▸ **BRIEF 1**:
Answer these questions from the order collection text:
(a) Which format is given as an example of one with reduced computational load?
(b) What event can the device 112 be configured to notify the server 104 about?
(c) What do the collection status indicators 500 indicate?
▸ **BRIEF 2**: In the order collection text, please copy everything from "The data sent" down to "the device 112.", switching "server" to "host".
▸ **BRIEF 3**: Translate this sentence from the order collection text into Spanish: "The command 508 need not be rendered on the display 160 in other examples."

▸ **TEXT TO READ**:
[BEGIN]
The data sent to the device 112 can be reformatted prior to transmission. For example, the server 104 can transmit the portions of the reference layout into a nodal data structure indicating item locations relative to one another, if the portions are not stored in such a nodal structure in the repository 136. In addition, the server 104 can convert the item recognition data to a format with reduced computational load (e.g. TensorFlow Lite).
Returning to FIG. 2, at block 215 the device 112 is configured to receive the order collection data from the server 104. For example, the device 112 can be configured to notify the server 104 when an operator has logged into the device 112, and the server 104 can transmit the order collection data allocated to that operator account to the device 112.
At block 215, the device 112 also presents at least one of the target items to the operator, e.g. via the display 160 or another suitable output device. Referring briefly to FIG. 5, the display 160 is shown at block 215. Specifically, the processor 140 controls the display 160 to present the target item identifiers, as well as regions (e.g. aisles) in which the items are expected to be located, and collection status indicators 500, indicating whether each item has been collected. The display 160 may also be controlled at block 215 to present an initial directional prompt 504 to the operator of the device 112, indicating the aisle in which the first listed item (e.g. the item 310-5) is located.
As also illustrated in FIG. 4, the device 112 presents an image capture command 508 on the display 160. The command 508, when selected, causes the device 112 to initiate functionality associated with block 220 of the method 200, including capturing at least one image (e.g. a stream of images) using the image sensor 148, as will be discussed below in greater detail. The command 508 need not be rendered on the display 160 in other examples. For example, an image capture operation may instead be initiated via activation of a hardware button, a voice command, or the like.
[END]
Named-object pointing records:
[BEGIN]
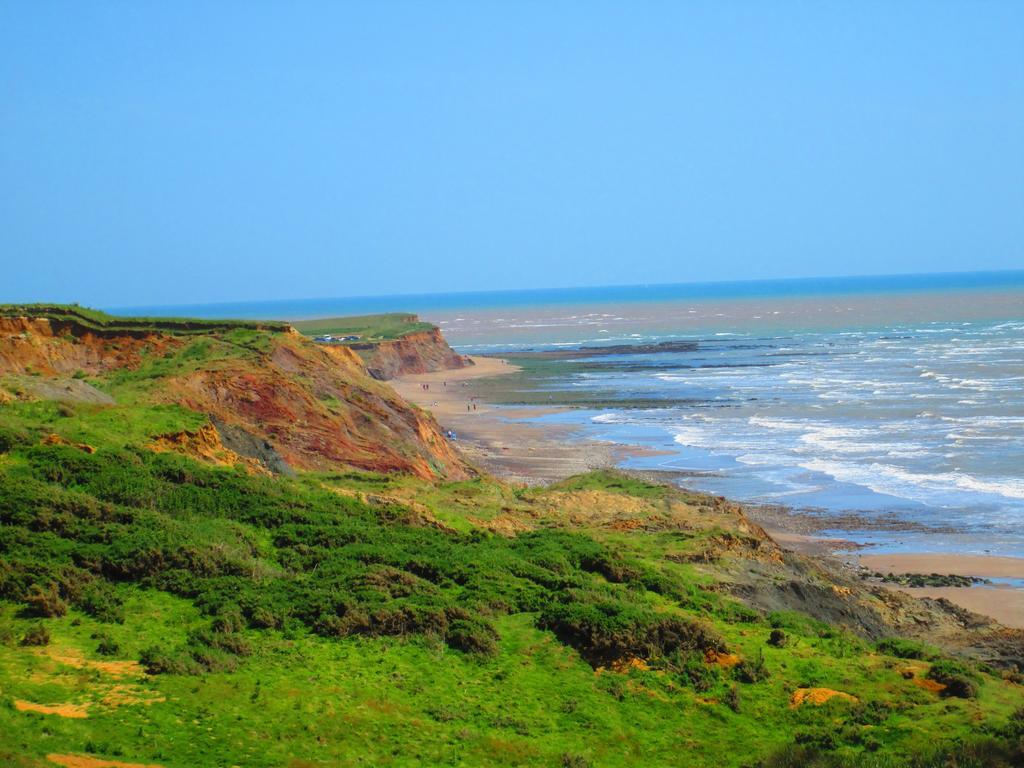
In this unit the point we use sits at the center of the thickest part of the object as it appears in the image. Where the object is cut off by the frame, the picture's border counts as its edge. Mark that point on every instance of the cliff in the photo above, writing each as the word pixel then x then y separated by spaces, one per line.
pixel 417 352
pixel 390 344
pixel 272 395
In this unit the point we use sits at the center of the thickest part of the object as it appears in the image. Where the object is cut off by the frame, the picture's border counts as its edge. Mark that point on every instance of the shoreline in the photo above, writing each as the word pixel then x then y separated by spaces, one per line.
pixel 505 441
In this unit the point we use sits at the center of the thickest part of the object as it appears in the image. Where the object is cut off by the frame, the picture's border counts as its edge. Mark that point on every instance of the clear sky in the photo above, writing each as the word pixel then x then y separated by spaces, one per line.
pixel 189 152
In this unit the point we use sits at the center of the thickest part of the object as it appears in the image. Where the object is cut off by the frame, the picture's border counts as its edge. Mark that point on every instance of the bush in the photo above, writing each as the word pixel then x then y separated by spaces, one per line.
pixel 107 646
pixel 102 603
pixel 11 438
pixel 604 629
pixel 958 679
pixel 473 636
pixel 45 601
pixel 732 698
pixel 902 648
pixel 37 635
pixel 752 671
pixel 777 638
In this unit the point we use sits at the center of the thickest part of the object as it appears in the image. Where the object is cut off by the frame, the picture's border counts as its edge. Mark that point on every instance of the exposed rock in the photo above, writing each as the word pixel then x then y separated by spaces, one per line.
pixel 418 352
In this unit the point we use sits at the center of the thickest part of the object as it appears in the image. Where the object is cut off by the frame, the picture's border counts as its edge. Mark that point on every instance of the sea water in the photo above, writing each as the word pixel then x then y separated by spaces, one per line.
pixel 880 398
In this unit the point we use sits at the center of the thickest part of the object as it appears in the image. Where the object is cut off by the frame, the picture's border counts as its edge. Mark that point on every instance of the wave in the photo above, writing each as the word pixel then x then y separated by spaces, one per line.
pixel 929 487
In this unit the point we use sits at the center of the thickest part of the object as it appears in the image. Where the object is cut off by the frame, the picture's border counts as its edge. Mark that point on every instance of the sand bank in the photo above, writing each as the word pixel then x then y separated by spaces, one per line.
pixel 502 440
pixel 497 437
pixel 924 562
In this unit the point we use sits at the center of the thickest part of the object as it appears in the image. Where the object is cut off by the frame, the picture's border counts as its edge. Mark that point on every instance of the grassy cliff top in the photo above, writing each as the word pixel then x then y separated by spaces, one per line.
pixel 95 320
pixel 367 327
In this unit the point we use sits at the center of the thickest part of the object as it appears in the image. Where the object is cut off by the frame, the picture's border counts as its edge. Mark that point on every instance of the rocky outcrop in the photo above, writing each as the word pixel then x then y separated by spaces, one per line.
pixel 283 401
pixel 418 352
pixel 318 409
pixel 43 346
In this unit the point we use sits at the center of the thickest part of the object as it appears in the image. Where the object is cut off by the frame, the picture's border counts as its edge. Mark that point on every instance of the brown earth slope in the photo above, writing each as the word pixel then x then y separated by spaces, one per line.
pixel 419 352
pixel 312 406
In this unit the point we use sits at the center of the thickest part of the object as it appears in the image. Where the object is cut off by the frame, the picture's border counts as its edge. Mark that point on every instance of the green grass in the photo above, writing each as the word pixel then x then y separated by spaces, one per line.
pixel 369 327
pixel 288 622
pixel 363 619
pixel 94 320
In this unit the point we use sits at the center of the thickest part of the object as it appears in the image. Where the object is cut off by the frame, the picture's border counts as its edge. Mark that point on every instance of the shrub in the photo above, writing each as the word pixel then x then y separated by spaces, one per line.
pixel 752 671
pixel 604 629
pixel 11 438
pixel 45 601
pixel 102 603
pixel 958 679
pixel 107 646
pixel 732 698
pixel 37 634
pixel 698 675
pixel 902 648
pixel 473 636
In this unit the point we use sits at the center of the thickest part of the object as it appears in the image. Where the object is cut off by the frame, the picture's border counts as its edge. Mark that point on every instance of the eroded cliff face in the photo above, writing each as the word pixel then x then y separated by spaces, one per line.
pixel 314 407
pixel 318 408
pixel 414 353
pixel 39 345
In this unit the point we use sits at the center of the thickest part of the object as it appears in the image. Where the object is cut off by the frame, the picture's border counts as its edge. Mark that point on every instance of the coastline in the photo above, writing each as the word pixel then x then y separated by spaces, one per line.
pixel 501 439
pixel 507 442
[END]
▸ **FULL SOLUTION 1**:
(a) TensorFlow Lite
(b) When an operator has logged into the device 112
(c) Whether each item has been collected

▸ **FULL SOLUTION 2**:
The data sent to the device 112 can be reformatted prior to transmission. For example, the host 104 can transmit the portions of the reference layout into a nodal data structure indicating item locations relative to one another, if the portions are not stored in such a nodal structure in the repository 136. In addition, the host 104 can convert the item recognition data to a format with reduced computational load (e.g. TensorFlow Lite).
Returning to FIG. 2, at block 215 the device 112 is configured to receive the order collection data from the host 104. For example, the device 112 can be configured to notify the host 104 when an operator has logged into the device 112, and the host 104 can transmit the order collection data allocated to that operator account to the device 112.

▸ **FULL SOLUTION 3**: En otros ejemplos, no es necesario que el comando 508 se muestre en la pantalla 160.